→ **PROVIDED RECORDS**
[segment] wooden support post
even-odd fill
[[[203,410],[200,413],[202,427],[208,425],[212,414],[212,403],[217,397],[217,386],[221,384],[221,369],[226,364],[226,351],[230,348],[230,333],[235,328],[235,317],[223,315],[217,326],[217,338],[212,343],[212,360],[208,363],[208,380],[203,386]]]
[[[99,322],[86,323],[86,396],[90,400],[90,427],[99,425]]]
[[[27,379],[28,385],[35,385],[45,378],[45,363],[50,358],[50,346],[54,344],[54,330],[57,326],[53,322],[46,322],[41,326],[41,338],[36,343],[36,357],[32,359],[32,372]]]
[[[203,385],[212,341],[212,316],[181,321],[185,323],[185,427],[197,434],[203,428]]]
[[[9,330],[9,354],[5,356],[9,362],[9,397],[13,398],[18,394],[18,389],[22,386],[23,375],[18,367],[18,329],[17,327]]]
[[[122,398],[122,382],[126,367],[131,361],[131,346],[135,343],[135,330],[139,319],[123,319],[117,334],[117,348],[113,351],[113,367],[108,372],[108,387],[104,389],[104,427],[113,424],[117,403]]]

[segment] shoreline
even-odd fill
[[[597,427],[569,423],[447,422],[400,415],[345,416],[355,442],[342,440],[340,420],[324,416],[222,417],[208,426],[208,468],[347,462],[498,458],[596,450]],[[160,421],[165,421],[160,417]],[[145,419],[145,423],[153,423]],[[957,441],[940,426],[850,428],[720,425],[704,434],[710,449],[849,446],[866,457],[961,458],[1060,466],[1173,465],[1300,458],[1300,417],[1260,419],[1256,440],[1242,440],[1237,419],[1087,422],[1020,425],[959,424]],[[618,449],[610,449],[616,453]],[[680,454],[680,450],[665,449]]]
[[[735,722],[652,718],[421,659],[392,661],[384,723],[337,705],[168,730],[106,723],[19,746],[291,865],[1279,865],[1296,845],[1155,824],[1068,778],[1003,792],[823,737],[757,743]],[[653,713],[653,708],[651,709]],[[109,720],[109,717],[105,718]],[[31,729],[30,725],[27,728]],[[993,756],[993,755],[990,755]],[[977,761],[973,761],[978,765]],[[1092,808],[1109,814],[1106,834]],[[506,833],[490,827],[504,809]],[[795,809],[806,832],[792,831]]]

→ **GOAL OF THE EXERCISE**
Reproduce all data above, unchanged.

→ **RESPONSE TO THE EXERCISE**
[segment] wooden support post
even-odd fill
[[[203,410],[200,413],[202,427],[208,425],[212,414],[212,403],[217,397],[217,386],[221,384],[221,369],[226,364],[226,351],[230,348],[230,333],[235,328],[235,317],[223,315],[217,326],[217,338],[212,343],[212,360],[208,363],[208,380],[203,386]]]
[[[99,322],[86,323],[86,396],[90,400],[90,427],[99,425]]]
[[[27,379],[28,385],[35,385],[45,378],[45,363],[50,358],[50,346],[54,344],[54,330],[57,326],[53,322],[46,322],[41,326],[41,338],[36,343],[36,357],[32,359],[32,372]]]
[[[203,385],[212,341],[212,316],[181,321],[185,323],[185,427],[197,434],[203,428]]]
[[[9,330],[9,354],[5,356],[9,362],[9,397],[13,398],[18,394],[18,389],[22,386],[23,375],[18,367],[18,329],[17,327]]]
[[[122,398],[122,382],[126,367],[131,361],[131,346],[135,343],[135,330],[139,319],[123,319],[117,334],[117,348],[113,351],[113,367],[108,372],[108,387],[104,389],[104,427],[113,424],[117,403]]]

[segment] shoreline
even-odd fill
[[[597,427],[569,423],[447,422],[400,415],[345,416],[355,442],[342,440],[340,420],[324,416],[222,417],[208,426],[208,468],[347,462],[498,458],[596,450]],[[160,421],[165,421],[160,417]],[[145,419],[145,423],[153,423]],[[957,441],[940,426],[850,428],[720,425],[704,434],[710,449],[849,446],[866,457],[961,458],[1060,466],[1173,465],[1300,458],[1300,417],[1260,419],[1256,440],[1242,440],[1237,419],[1087,422],[1020,425],[959,424]],[[618,449],[610,449],[616,453]],[[680,454],[680,450],[665,449]]]
[[[735,722],[652,718],[421,659],[392,661],[384,723],[337,705],[168,730],[106,723],[19,746],[291,865],[1279,865],[1296,845],[1155,824],[1068,778],[1003,792],[823,737],[757,743]],[[653,713],[653,708],[651,709]],[[109,720],[109,717],[105,718]],[[31,729],[30,725],[27,728]],[[993,756],[993,755],[990,755]],[[977,761],[973,761],[978,765]],[[1092,808],[1109,814],[1106,834]],[[506,833],[490,827],[504,809]],[[795,809],[806,832],[792,831]]]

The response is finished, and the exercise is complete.